» **WHAT TO WORK ON**
Copy the lines of the material below word for word, starting with the line that contains "Annotation task: tag one point per instance of the pink" and going on through the last line of the material. Leave the pictures out of your copy.

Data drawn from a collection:
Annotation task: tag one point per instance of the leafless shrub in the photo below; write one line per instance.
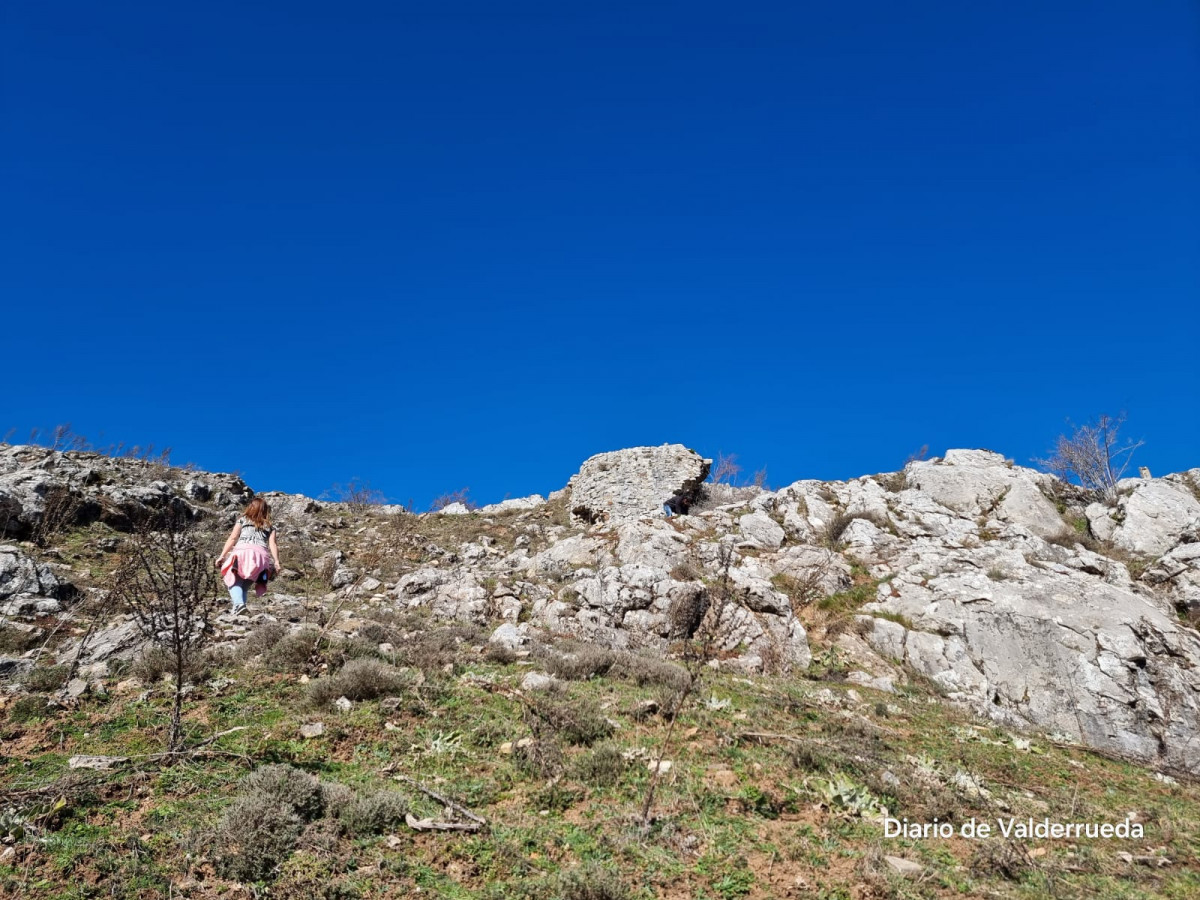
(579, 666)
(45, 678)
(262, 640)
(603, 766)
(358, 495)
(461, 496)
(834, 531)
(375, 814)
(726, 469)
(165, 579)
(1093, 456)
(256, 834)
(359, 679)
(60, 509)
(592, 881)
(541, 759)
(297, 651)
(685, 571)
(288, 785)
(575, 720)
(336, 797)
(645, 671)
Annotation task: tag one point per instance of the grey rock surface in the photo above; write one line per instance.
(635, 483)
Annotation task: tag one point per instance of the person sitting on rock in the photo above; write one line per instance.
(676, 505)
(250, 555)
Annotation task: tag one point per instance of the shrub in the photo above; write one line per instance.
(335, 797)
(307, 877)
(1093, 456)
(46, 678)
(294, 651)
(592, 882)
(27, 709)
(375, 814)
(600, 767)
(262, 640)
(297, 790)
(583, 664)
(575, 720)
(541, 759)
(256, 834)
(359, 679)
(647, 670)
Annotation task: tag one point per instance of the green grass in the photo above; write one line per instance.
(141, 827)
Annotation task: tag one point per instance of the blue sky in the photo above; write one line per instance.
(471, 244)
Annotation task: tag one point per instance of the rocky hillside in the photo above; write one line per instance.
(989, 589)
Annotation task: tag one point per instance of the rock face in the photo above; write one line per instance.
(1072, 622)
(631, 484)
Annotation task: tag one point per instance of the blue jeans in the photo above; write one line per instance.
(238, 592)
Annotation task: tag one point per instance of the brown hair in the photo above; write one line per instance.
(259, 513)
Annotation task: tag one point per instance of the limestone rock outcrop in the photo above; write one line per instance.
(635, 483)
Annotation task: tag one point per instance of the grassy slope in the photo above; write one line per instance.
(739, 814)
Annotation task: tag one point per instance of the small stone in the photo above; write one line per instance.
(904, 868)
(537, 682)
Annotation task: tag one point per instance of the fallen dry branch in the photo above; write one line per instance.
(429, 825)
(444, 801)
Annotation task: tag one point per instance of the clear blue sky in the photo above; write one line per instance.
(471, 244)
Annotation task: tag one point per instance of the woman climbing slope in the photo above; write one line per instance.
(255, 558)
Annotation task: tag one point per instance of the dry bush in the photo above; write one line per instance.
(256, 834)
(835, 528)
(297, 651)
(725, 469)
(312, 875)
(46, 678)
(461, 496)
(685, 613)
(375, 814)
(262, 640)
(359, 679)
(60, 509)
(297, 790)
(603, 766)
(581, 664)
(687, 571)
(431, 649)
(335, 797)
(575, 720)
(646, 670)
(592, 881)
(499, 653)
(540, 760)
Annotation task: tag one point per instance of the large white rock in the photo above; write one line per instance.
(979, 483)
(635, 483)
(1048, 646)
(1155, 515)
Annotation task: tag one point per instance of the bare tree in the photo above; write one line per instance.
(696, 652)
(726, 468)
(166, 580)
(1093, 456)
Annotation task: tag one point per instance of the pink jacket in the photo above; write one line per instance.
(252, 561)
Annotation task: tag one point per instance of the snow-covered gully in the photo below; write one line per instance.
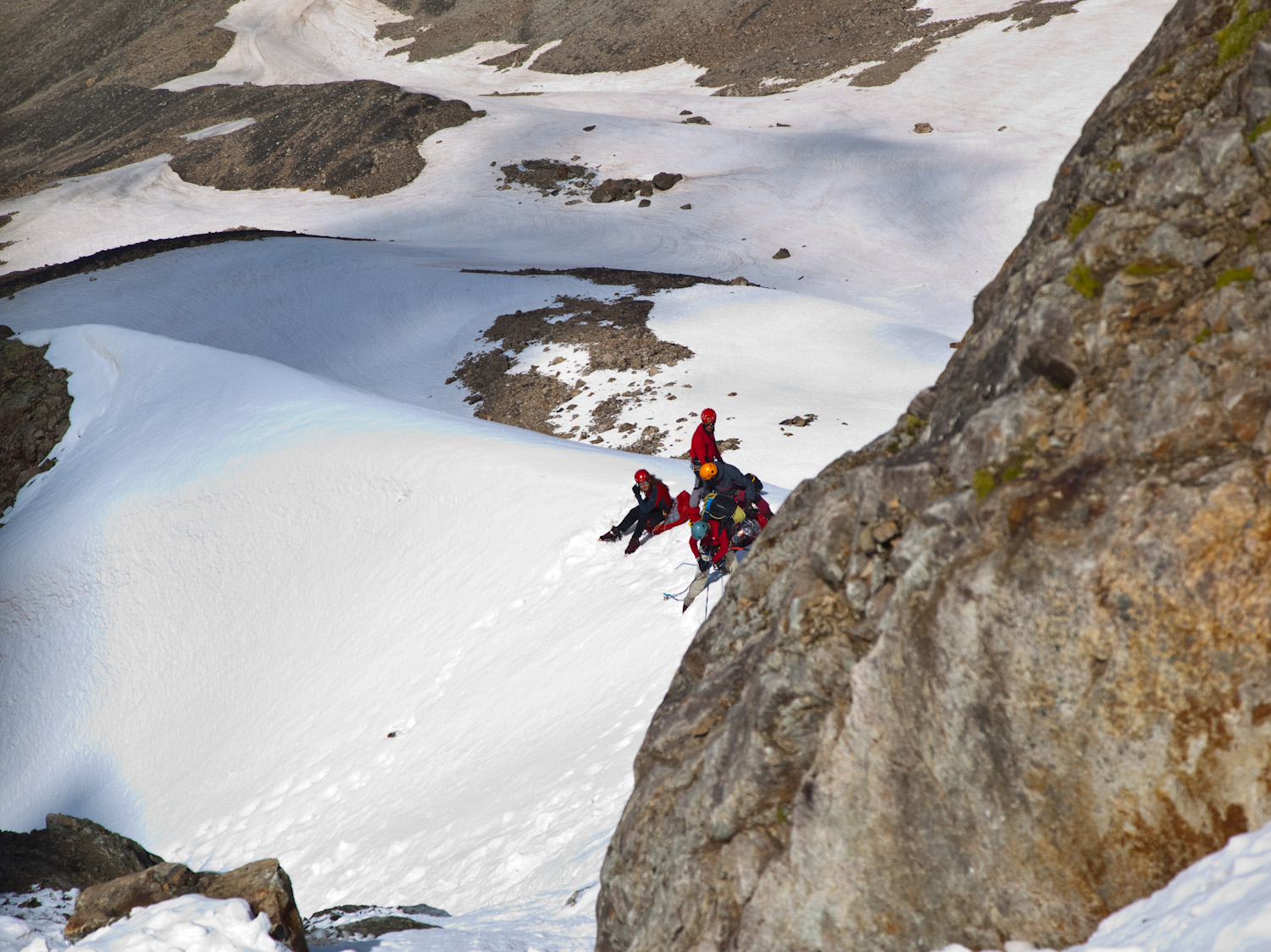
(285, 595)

» **TASK OUTPUT**
Annotation task: tag one point per instance of the pink jacket in the photo above; write one line per instance.
(252, 561)
Annotation task: tag one point per instance of the snow-covered gully in the photo below; write one line per instance.
(285, 595)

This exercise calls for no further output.